PASSAGE SHOWN:
** begin **
Other system resources are not exclusively bound to processes. This means that they can be used jointly by all threads from all processes. The shared use of resources can also result in conflicts. These must be resolved by using synchronization mechanisms.

One such measure is “mutual exclusion,” also called locking or mutual exclusion. Critical sections that would lead to conflicts without synchronization measures when sharing system resources (i.e., the simultaneous use of system calls 25 from multiple processes 11) are protected by lock variables, also called mutexes or semaphores. The program code that manages a system resource is therefore executed from all processes 11.

Another measure is message exchange, also called message passing. Here, the program code that manages a system resource is only executed from exactly one process 11. Calling processes 11 that want to access the system resource via system calls 25 send a message to the implementing process 11.

For example, to prevent the long-running signal processing from slowing down the GUI system, the signal processing and the parameter system (see below) must run in separate threads in order to decouple the two processing threads from one another. Subsystems, such as sensor communication, are partially assigned to one or more operating system processes and are only allowed to be used within these assigned processes using system calls 25. Operating system processes are often also referred to as host processes, in this case the processes 11 on the measuring transducer 1.
** end **
WHAT YOU NEED TO DO:
a: In the synchronization passage, what other names are given for lock variables?
b: Extract everything in the synchronization passage from "One such measure" down to "all processes 11.".
The rows have nothing to do with the synchronization passage.

DATASET EXCERPTS:
** begin **
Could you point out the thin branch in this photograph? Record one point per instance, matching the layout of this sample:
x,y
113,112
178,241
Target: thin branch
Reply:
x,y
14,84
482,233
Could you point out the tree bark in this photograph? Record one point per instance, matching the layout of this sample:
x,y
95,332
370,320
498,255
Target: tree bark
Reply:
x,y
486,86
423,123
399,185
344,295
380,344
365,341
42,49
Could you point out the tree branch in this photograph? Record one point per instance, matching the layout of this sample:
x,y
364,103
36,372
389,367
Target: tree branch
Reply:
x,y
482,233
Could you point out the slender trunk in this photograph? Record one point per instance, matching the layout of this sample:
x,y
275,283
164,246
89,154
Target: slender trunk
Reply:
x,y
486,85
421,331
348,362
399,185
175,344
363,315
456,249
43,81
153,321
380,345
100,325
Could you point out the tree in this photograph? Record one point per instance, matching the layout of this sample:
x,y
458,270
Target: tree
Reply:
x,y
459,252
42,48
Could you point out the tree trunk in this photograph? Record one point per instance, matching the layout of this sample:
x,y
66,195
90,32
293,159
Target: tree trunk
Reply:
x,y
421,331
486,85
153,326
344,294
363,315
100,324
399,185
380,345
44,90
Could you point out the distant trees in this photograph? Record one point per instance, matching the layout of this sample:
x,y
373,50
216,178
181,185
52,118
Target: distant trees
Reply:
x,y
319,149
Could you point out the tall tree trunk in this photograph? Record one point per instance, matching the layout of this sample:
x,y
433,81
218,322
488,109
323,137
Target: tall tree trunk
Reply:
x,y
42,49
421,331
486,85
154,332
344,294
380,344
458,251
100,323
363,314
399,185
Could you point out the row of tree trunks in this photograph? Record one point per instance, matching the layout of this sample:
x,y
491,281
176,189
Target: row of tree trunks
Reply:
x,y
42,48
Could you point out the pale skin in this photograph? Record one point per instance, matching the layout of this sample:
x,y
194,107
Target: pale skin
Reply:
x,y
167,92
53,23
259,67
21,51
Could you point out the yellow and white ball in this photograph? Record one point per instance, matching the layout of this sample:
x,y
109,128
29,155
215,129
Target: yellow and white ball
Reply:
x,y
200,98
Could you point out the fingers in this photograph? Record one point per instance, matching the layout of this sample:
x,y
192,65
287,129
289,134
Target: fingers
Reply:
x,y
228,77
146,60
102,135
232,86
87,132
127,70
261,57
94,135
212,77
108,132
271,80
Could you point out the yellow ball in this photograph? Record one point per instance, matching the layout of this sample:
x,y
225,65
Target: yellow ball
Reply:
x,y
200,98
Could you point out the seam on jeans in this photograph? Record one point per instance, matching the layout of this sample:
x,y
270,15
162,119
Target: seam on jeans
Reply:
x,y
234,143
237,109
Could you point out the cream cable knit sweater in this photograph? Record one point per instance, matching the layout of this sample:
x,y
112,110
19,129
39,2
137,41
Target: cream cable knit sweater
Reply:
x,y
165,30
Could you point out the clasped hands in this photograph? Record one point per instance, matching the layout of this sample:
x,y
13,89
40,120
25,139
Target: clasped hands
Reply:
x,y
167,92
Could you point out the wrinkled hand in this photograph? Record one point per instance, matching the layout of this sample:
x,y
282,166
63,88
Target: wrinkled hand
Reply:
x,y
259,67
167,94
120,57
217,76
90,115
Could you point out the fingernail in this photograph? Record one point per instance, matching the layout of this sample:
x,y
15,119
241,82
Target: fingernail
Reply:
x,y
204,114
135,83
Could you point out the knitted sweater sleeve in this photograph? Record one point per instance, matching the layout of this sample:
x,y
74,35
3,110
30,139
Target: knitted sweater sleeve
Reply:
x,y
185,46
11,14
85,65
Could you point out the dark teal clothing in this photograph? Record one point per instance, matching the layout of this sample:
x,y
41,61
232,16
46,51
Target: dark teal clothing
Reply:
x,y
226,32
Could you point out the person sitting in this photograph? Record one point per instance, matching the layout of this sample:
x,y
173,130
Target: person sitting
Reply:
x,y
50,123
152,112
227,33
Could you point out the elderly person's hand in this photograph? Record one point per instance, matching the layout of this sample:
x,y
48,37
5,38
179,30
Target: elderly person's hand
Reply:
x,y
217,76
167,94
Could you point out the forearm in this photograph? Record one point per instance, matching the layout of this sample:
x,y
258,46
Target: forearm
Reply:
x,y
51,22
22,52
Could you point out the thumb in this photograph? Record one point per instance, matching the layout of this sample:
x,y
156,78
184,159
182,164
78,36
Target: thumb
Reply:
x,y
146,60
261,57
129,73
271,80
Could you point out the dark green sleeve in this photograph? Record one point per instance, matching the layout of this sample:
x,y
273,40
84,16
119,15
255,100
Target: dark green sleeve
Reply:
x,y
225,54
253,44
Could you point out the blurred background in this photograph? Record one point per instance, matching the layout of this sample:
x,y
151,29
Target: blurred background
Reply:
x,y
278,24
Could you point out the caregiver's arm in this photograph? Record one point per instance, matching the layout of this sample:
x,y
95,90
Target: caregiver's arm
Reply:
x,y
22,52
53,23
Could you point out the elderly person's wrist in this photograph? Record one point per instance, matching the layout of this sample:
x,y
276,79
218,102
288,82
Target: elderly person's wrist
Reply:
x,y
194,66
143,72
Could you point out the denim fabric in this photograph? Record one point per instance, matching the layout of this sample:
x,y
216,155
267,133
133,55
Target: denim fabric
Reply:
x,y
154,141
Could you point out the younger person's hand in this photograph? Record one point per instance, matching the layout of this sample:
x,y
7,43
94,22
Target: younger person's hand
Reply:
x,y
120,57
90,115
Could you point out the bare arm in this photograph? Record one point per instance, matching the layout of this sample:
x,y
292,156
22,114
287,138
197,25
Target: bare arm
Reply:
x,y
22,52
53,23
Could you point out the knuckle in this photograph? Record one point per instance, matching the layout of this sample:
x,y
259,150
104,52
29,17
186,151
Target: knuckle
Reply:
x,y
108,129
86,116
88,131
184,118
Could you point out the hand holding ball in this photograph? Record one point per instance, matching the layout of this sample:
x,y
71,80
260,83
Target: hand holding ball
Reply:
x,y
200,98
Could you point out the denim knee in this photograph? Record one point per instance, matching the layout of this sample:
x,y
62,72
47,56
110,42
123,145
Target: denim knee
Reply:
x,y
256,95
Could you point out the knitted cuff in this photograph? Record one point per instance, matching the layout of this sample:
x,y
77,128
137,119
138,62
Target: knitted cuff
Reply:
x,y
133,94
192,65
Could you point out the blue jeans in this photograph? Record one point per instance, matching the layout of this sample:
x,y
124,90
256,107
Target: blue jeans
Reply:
** end **
RESPONSES TO THE TASKS:
a: Mutexes or semaphores.

b:
One such measure is “mutual exclusion,” also called locking or mutual exclusion. Critical sections that would lead to conflicts without synchronization measures when sharing system resources (i.e., the simultaneous use of system calls 25 from multiple processes 11) are protected by lock variables, also called mutexes or semaphores. The program code that manages a system resource is therefore executed from all processes 11.